Task to complete — Beginning with the line that contains "For each instance of the front side", copy each remaining line of the data below exactly.

----- Provided records -----

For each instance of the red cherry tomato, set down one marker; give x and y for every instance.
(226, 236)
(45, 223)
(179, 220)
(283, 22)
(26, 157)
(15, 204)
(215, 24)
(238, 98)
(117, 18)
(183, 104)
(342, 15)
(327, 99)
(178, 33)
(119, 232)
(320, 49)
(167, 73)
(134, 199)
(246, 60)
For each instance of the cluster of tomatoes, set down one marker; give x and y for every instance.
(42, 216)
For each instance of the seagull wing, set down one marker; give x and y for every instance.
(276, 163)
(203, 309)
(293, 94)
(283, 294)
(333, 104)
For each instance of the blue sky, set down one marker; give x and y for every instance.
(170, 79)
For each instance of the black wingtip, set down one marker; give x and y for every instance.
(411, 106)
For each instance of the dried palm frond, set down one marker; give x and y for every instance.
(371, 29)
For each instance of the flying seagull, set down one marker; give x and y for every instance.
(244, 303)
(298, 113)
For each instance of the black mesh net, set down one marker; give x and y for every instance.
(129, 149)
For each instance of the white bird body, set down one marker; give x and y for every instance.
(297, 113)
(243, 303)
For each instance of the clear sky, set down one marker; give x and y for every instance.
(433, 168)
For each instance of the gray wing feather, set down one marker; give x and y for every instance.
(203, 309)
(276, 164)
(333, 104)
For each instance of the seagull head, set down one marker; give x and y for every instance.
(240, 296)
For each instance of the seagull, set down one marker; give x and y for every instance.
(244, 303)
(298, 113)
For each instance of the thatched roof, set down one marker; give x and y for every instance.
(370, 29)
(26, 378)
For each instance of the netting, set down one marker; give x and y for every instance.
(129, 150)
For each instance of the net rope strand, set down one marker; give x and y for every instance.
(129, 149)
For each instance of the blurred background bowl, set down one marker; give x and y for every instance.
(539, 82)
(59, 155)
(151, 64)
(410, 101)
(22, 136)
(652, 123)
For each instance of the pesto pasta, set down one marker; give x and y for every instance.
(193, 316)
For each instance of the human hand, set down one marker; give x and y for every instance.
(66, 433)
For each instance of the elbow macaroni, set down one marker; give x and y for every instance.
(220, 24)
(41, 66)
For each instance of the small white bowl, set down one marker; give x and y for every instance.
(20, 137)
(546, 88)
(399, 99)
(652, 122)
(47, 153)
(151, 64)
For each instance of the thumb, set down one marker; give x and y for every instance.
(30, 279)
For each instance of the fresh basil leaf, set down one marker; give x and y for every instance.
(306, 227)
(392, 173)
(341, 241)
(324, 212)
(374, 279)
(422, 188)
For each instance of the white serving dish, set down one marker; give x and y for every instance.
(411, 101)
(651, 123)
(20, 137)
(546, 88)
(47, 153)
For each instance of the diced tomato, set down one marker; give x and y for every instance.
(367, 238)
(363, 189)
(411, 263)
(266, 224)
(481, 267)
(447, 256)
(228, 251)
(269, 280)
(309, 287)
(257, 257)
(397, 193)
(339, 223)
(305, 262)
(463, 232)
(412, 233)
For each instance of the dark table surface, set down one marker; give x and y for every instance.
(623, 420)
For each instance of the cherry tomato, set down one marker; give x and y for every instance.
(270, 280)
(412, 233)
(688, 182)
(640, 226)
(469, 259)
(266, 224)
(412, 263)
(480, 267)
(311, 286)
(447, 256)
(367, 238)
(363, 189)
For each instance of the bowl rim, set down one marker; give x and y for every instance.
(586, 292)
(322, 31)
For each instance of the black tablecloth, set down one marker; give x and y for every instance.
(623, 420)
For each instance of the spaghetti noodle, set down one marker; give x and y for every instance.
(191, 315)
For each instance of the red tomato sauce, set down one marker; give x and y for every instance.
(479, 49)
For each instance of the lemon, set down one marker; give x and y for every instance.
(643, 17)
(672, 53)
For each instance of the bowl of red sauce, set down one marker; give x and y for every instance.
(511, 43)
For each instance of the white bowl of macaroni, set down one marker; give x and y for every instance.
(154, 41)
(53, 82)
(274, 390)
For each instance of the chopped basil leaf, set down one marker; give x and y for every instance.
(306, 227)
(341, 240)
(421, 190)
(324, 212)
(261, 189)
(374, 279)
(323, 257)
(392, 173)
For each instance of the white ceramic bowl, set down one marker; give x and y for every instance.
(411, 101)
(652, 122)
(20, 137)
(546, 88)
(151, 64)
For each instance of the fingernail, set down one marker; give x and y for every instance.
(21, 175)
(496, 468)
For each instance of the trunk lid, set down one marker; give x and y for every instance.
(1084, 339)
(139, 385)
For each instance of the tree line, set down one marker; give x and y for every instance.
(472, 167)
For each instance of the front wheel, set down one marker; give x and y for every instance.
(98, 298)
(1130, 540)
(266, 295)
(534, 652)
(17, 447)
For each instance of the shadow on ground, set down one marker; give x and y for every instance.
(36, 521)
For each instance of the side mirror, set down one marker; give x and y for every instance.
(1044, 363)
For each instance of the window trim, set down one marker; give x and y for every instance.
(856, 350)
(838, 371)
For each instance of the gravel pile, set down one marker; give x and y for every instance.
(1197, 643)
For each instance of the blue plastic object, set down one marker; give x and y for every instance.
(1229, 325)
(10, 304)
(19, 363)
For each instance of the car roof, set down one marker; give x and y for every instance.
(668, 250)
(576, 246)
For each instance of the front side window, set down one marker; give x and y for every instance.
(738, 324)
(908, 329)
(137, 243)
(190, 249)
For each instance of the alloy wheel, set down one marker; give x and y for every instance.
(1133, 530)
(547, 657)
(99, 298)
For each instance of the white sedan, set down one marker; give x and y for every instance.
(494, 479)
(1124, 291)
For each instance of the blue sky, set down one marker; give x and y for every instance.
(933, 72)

-----

The completed task —
For each instance of the front side window, set down one marker; give x and y for every instance.
(738, 324)
(908, 329)
(137, 243)
(190, 249)
For each instance of the alloy wheel, set down one marker; give x and y for every instance.
(1133, 530)
(547, 657)
(99, 298)
For each instance of the white sedan, set down one marker; give x and y for every instance.
(494, 479)
(1124, 291)
For each instance of the blue sky, set down one marker; give x and y for every instance.
(933, 72)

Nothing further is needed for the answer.